### Tarefa 1
Repita o texto exibido na íntegra, sem nenhuma alteração.

### Texto exibido
· · ·

Evento no Facebook: https://www.facebook.com/events/1487001968181412/?ref_dashboard_filter=upcoming
Espero todos lá, com corações abertos!
domingo, 30 de março de 2014
Fragmentos de Marília
I -
Marília, algo em você me faz muito feliz, fico tentando
descobrir o que. Não sei, deve ser esse teu jeito certo de ser sempre tão
triste.
Chega uma hora dessas e eu só penso em teu nome, e o repito
em voz alta como se isso bastasse para acelerar as horas e amanhecer logo o
dia. É que eu sei que amanhã eu te encontro. É que eu sei que em ti eu me
perco. É que são muitas as curvas e eu nunca atravessei por essa tua estrada.
Marília, deve ser essa tua calma. Que balança sem querer os
dias e que insiste em me perturbar.
Nome de mulher, Marília, é esse o maior delírio dos homens.
Sibilar todas as tuas letras, degustar cada uma de suas sílabas. É com isso que
a gente soa frio e sente tremer de cabeça em cabeça.
É a maneira como me bastam suas consoantes. Como me apertam
suas vogais. Os seus fonemas, Marília. É como me explode e me escorrega pela
boca. Como se embaraça no meu peito e sai rouca na menor abertura dos lábios.
Marília, é como tu me acentua. Inquieta, como vai e vem sem
que eu nem perceba.
Chega essa hora e eu repito seu nome: uma prece cantada, um
mantra, uma canção de ninar, serenata de amor.
Marília no céu e Marília na terra. Razão para os quatro
mares. Por quem pulo, todos os anos, as sete ondas. E jogo flores todo dia 31
de dezembro, vestido de branco. Por quem guardo os caroços das uvas, das romãs.
Por quem não passo por debaixo escadas e nem me visto de preto em sexta-feira.

· · ·

### Entradas da tarefa
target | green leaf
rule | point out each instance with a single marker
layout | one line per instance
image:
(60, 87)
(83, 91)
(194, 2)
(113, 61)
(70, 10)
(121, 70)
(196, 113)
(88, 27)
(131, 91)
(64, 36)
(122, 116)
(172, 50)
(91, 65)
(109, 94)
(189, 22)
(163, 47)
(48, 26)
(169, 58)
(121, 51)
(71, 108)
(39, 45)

· · ·

### Tarefa 2
Some 72 a cada número das coordenadas nas respostas e reproduza todas as linhas das entradas, inclusive as solicitações.

### Resposta 1
Evento no Facebook: https://www.facebook.com/events/1487001968181412/?ref_dashboard_filter=upcoming
Espero todos lá, com corações abertos!
domingo, 30 de março de 2014
Fragmentos de Marília
I -
Marília, algo em você me faz muito feliz, fico tentando
descobrir o que. Não sei, deve ser esse teu jeito certo de ser sempre tão
triste.
Chega uma hora dessas e eu só penso em teu nome, e o repito
em voz alta como se isso bastasse para acelerar as horas e amanhecer logo o
dia. É que eu sei que amanhã eu te encontro. É que eu sei que em ti eu me
perco. É que são muitas as curvas e eu nunca atravessei por essa tua estrada.
Marília, deve ser essa tua calma. Que balança sem querer os
dias e que insiste em me perturbar.
Nome de mulher, Marília, é esse o maior delírio dos homens.
Sibilar todas as tuas letras, degustar cada uma de suas sílabas. É com isso que
a gente soa frio e sente tremer de cabeça em cabeça.
É a maneira como me bastam suas consoantes. Como me apertam
suas vogais. Os seus fonemas, Marília. É como me explode e me escorrega pela
boca. Como se embaraça no meu peito e sai rouca na menor abertura dos lábios.
Marília, é como tu me acentua. Inquieta, como vai e vem sem
que eu nem perceba.
Chega essa hora e eu repito seu nome: uma prece cantada, um
mantra, uma canção de ninar, serenata de amor.
Marília no céu e Marília na terra. Razão para os quatro
mares. Por quem pulo, todos os anos, as sete ondas. E jogo flores todo dia 31
de dezembro, vestido de branco. Por quem guardo os caroços das uvas, das romãs.
Por quem não passo por debaixo escadas e nem me visto de preto em sexta-feira.

### Resposta 2
target | green leaf
rule | point out each instance with a single marker
layout | one line per instance
image:
(132, 159)
(155, 163)
(266, 74)
(185, 133)
(142, 82)
(193, 142)
(268, 185)
(160, 99)
(203, 163)
(136, 108)
(194, 188)
(244, 122)
(163, 137)
(181, 166)
(261, 94)
(235, 119)
(120, 98)
(241, 130)
(193, 123)
(143, 180)
(111, 117)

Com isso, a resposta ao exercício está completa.